ESTRATTO SELEZIONATO:
▬▬▬
Fino a pochi decenni fa, il senso comune associava istintivamente l’attività del pubblicare al lavoro di figure professionali quali ad esempio scrittori, giornalisti, redattori e editori, ma anche tipografi e librai. Tale legame era riconfermato dagli sforzi di chi professionista non lo era: pubblicare la propria opera conferiva — e tuttora conferisce — un certo prestigio, talvolta in grado di emancipare dallo status di dilettante. Una volta stampato, anche il libro più scadente esprime una qualche autorevolezza. Consideriamo, a tal proposito, il preconcetto insito nella locuzione vanity press: gli autori che pagano a proprie spese la pubblicazione di un manoscritto sarebbero guidati dal bisogno di alimentare la propria reputazione anziché dalla volontà di diffondere il proprio lavoro. Il termine «pubblicare» era quindi strettamente connesso al settore dell’editoria e, come abbiamo indirettamente dedotto, era inestricabilmente legato alla produzione per mezzo della stampa. Una cosa è certa: solo una ristretta minoranza della popolazione pubblicava. E, se ci limitiamo a considerare i libri stampati, le cose stanno ancora così.
▬▬▬
RECORD FORNITI:

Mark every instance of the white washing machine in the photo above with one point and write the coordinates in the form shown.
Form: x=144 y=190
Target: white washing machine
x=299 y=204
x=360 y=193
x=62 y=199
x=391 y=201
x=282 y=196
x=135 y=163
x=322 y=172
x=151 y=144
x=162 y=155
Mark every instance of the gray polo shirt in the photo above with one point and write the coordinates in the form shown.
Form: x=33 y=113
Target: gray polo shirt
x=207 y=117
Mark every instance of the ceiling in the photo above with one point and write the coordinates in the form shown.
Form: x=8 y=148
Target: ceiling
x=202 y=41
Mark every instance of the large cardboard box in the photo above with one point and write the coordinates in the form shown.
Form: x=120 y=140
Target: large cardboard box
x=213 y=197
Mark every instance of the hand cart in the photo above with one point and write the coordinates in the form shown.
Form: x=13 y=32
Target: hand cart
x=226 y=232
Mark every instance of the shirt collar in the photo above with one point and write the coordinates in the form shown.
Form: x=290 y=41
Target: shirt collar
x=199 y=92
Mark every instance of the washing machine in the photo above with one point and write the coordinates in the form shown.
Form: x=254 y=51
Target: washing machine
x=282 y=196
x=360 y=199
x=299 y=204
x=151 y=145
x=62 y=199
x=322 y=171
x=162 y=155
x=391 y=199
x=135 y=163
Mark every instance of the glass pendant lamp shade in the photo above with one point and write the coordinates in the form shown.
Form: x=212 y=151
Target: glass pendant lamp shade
▬▬▬
ATTIVITÀ DA SVOLGERE:
• 1. Riporta per favore, parola per parola, tutto ciò che nei record va dalla riga che contiene "Mark every instance of the glass" giù fino alla fine, includendo sia la prima sia l'ultima riga.
• 2. Prosegui il brano sul significato del pubblicare, riprendendo da dove si interrompe.
Il brano e i record sono materiali distinti, da tenere separati.

SERIE DI RISPOSTE:
• 1.
Mark every instance of the glass pendant lamp shade in the photo above with one point and write the coordinates in the form shown.
Form: x=212 y=151
Target: glass pendant lamp shade

• 2.
Tuttavia, a partire dagli anni Ottanta, con la diffusione dei personal computer e, in seguito, con l’utilizzo sempre più radicato di internet, il termine «pubblicare» ha acquistato un respiro più ampio. Se il desktop publishing ha fatto della tipografia un’attività ordinaria (chi non ha mai sentito nominare il Times New Roman?), la rete ha prodotto un nuovo ambiente in cui pubblicare, potenzialmente accessibile a tutti. Le accezioni del termine si sono dunque moltiplicate e il suo utilizzo nel linguaggio comune è presumibilmente incrementato. Con le sue numerose varianti terminologiche — dotate di sfumature retoriche (condividere), tecniche (postare) o corporative (twittare) — il pubblicare fa ormai parte della routine online. Un dato non irrilevante: su Google, la ricerca più frequente, dal 2004 a oggi, associata al termine «pubblicare» è relativa a Facebook, seguita dal più tradizionale «pubblicare un libro».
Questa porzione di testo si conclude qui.